[PASSAGE GIVEN]
- - - - - - -

From: Paul Brewer <paul_at_paul.brewers.org.uk>
Date: Sat, 29 Mar 2003 23:18:42 -0000
Message-ID: <3e86342f_1@mk-nntp-1.news.uk.worldonline.com>

"SLSiebenaler" <sieb_at_cinci.rr.com> wrote in message news:K1Cga.19$JI.192653_at_twister.neo.rr.com...
> Ok, here's the environment. Our client outsources operations to the
company
> I work for.... (major point)
>
> We run PROD on four 4-node Veritas clusters attached to EMC Symmetrix
SANs.
> The $ORACLE_HOMEs are on either local storage on the Sun servers (or SAN
> storage), which we have a 16gb mount point for the various flavors of
> Oracle. The QA environment is two 5-node clusters. We run 7.3.4, 8.1.x,
> and 9.2.x in the enterprise. It's a lot of work keeping patches up to
> snuff, but I like the fact that we can patch a home that's not being used,
> then fail the cluster to the patched node. Simple....
>
> Now, our "client" thinks we can save disk space (and money) and
> administration headache by consolidating the Oracle binaries on a
separate,
> single NAS device. Now for Oracle Client installs, I'm not too worried.
> But for running an instance, I have major concerns, one of which is the
> "loss of NAS" incident, which may cause all instances to crash. Secondly,
> if a patch is needed, we would have to shutdown all the instances for a
> given ORACLE_HOME. Third, they propose putting /var/opt/oracle on NAS
also.

- - - - - - -

[GIVEN INFORMATION]
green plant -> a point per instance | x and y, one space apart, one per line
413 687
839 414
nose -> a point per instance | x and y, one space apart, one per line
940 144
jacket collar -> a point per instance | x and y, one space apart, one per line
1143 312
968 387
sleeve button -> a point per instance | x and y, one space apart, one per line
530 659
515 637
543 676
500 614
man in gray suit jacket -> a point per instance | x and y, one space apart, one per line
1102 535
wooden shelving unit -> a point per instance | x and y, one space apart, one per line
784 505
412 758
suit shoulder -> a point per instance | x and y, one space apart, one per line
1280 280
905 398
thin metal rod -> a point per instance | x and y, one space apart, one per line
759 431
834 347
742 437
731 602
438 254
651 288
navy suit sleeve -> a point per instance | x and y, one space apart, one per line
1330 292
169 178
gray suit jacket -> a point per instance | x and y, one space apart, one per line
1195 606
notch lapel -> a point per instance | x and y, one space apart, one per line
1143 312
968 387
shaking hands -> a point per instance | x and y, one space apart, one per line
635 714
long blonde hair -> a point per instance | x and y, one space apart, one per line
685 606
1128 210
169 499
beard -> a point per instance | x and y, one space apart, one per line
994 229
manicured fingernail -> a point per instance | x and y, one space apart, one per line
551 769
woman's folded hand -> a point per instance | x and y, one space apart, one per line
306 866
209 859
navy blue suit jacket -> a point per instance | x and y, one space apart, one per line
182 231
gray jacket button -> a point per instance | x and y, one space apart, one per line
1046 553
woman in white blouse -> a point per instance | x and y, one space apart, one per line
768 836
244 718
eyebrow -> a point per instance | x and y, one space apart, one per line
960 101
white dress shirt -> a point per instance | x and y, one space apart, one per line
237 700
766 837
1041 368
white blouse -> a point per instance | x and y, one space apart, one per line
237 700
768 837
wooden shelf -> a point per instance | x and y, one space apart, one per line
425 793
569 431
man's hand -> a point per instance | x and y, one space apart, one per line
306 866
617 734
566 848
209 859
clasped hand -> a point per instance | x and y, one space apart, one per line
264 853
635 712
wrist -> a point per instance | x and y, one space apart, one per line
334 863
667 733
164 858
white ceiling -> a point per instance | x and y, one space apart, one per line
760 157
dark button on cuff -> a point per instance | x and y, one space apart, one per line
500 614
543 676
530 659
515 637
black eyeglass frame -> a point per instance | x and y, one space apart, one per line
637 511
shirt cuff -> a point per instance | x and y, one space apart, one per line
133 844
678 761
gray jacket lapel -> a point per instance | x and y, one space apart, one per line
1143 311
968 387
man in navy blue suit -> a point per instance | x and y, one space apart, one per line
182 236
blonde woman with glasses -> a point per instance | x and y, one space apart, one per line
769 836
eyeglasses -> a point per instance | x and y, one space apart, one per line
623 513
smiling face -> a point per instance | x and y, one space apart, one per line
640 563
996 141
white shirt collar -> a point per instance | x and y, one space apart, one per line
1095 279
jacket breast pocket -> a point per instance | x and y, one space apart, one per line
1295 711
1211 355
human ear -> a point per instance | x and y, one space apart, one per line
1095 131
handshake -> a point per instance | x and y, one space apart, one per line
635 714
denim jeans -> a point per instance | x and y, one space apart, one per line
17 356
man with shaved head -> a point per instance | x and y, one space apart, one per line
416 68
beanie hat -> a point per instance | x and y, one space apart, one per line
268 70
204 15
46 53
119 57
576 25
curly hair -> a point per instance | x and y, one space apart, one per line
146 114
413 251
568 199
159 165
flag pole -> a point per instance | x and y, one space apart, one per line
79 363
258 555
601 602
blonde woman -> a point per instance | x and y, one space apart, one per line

- - - - - - -

[OBJECTIVE 1] In the post about consolidating Oracle binaries on NAS, what directory does the client also propose putting on NAS?
[OBJECTIVE 2] Continue the newsgroup post about moving Oracle binaries onto a NAS device, starting after its last sentence.

[WRITTEN REPLY 1] /var/opt/oracle

[WRITTEN REPLY 2]
> This means that files like "oratab" and "listener.ora" would have to
contain
> entries for all the databases. Also, we need to address issues with
> symbolic links for the oracle password file, the spfile, pfile, and
listener
> log files, as well as the instance lk file (in the $ORACLE_HOME/dbs
> directory).
>
> Quite frankly, I'm against the whole idea, but I want to present a good
> argument for keeping things as they are. But our client really thinks
this
> is a "progressive move".
>
> SLS...
>
>

I think I'd do this:

Put out a little paper (only a page or two), highlighting the reduction in resilience. Include as many or as few details as you want; they won't understand or read it anyway.

Ask them to quantify the cost saving which justifies this increased risk.

Cynical, I know. But the bean-counters won't put their careers on the line to risk it.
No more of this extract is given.